(The tasks)
**A)** Using the text on linked list reversal, answer yes or no to each statement and quote the words from the text that decide it. (i) The environment in the list reverse example defines four program variables. (ii) The text notation on the left of the figure is generated from the visualization on the right. (iii) The first and last nodes of the sublist represented by mid are called attachment points of the summary node.
**B)** Extend the text on linked list reversal, picking up right after its last sentence.

(Source text)
+ + + +

Linked List Reversal

Storyboard

In the storyboard programming framework,  the user describes the desired data structure manipulation by providing a Storyboard, i.e. a set of pairs of abstract input-output examples as shown in the figure below. Each of these input-output pairs are called a scenario, and they are abstract because in addition to concrete nodes, they can also contain summary nodes.

The figure presents an intuitive visualization of the input and output configurations describing the list
reversal. Notice that instead of showing a concrete list of a particular size, the scenario uses a summary node mid to represent the middle part of the list, which may vary in size for different runs of the algorithm. Out of all the nodes in the sublist represented by mid, the first and last node deserve special attention because other nodes outside the set mid are going to be pointing to them. We call these special nodes attachment points of the summary node.

The left part of the figure presents the text notation actually used by our system to describe Scenario 1 on the right; the visualization on the right is generated from this description. The storyboard consists of an environment description followed by a sequence of scenario descriptions. The environment description defines the set of variables used in the implementation, the set of fields in the objects that make up the data structure (which are called selectors in the shape analysis literature), and the set of concrete and summary locations. In the list reverse example, the storyboard defines an environment with four program variables head, temp1, temp2 and temp3, one selector corresponding to the field next which points from a Node to another Node, and six concrete locations a, f, e, b, f' and e'. The concrete locations f and e represent the front and end attachment points of the summary
node mid. Similarly, the concrete locations f' and e' represent the attachment points for the summary node mid', where mid' represents the set of nodes whose next pointers have been reversed.

+ + + +

Labeled-object pointing lines:

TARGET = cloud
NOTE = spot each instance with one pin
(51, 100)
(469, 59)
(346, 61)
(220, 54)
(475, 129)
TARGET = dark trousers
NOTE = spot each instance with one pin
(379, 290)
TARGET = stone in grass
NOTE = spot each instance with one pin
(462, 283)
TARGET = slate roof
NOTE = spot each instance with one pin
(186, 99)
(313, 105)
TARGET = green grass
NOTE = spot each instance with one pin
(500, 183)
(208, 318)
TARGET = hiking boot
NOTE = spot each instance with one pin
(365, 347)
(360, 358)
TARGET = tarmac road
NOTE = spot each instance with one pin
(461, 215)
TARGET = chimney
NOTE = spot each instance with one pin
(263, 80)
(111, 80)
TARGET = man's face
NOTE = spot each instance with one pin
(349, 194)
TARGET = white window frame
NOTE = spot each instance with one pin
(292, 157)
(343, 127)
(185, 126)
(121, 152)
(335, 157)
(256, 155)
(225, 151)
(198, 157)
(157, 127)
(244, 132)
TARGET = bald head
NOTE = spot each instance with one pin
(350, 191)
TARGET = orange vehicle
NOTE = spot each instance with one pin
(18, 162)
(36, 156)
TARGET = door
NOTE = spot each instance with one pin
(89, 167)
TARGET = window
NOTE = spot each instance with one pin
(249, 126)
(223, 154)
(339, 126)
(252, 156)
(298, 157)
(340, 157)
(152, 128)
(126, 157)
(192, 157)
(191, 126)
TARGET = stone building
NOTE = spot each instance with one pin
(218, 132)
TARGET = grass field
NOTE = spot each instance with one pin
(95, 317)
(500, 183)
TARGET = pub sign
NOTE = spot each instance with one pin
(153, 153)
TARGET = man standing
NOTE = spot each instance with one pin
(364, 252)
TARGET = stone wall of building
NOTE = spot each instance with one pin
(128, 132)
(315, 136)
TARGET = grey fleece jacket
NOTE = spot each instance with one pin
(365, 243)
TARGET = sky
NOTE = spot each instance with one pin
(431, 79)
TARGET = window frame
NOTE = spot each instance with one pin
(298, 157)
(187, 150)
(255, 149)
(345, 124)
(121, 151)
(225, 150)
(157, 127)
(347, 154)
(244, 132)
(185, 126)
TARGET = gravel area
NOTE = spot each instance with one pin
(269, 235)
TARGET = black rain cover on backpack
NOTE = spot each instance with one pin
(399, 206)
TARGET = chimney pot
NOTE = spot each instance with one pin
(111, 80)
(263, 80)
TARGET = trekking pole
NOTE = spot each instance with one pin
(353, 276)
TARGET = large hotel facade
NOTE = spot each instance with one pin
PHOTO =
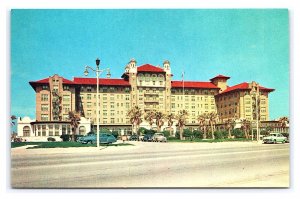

+ + + +

(Results for each task)
**A)**
(i) Yes: "the storyboard defines an environment with four program variables head, temp1, temp2 and temp3"
(ii) No: "the visualization on the right is generated from this description"
(iii) Yes: "We call these special nodes attachment points of the summary node."

**B)**
A scenario description defines the state configuration for the input and output states. Each state configuration is comprised of a set of variable predicates, selector predicates and data constraint predicates. The variable predicates of the form var = loc denote that variable var points to location loc. The selector predicates of the form loc1.sel = loc2 denote that the field sel of location loc1 points to location loc2; we denote such predicates as sel(loc1, loc2) borrowing the notation from shape analysis. The state configuration can also define additional constraints involving the data values of the locations using the data constraint predicates.

unfold and fold operations for ll reverse
The scenario 1 in the figure uses a summary node to convey that the algorithm should work the same way regardless of how long the list is. However, in the case of linked list reversal, one cannot reason about the algorithm without knowing something about the structure of the set of nodes represented by the summary node mid. In the storyboard language, this structure is conveyed through fold and unfold predicates as shown in the figure below; the graphical visualization of these predicates is illustrated towards the right. These rules describe the recursive structure of the summary nodes in terms of their attachment points. For example, the unfold rule shows two alternatives for the summary node mid: either the attachment points f and e are actually the same node x, and this is the only node in mid, or alternatively f is a node x whose next pointer points to the attachment point f of another mid node. For this example, fold is really just an inverse of unfold and could easily be derived automatically.

Control Flow Skeleton

In addition to the fold and unfold, the framework also requires a skeleton of the looping structure of the desired program as shown in controlflowlinklistreversal. The structure says that the implementation should contain one while loop with some blocks of code before and after it, in addition to the block of code inside. The code produced by the synthesizer will have each of these blocks replaced by a series of conditional assignment statements. The challenge is to derive the assignments that will lead the resulting code to satisfy the storyboard.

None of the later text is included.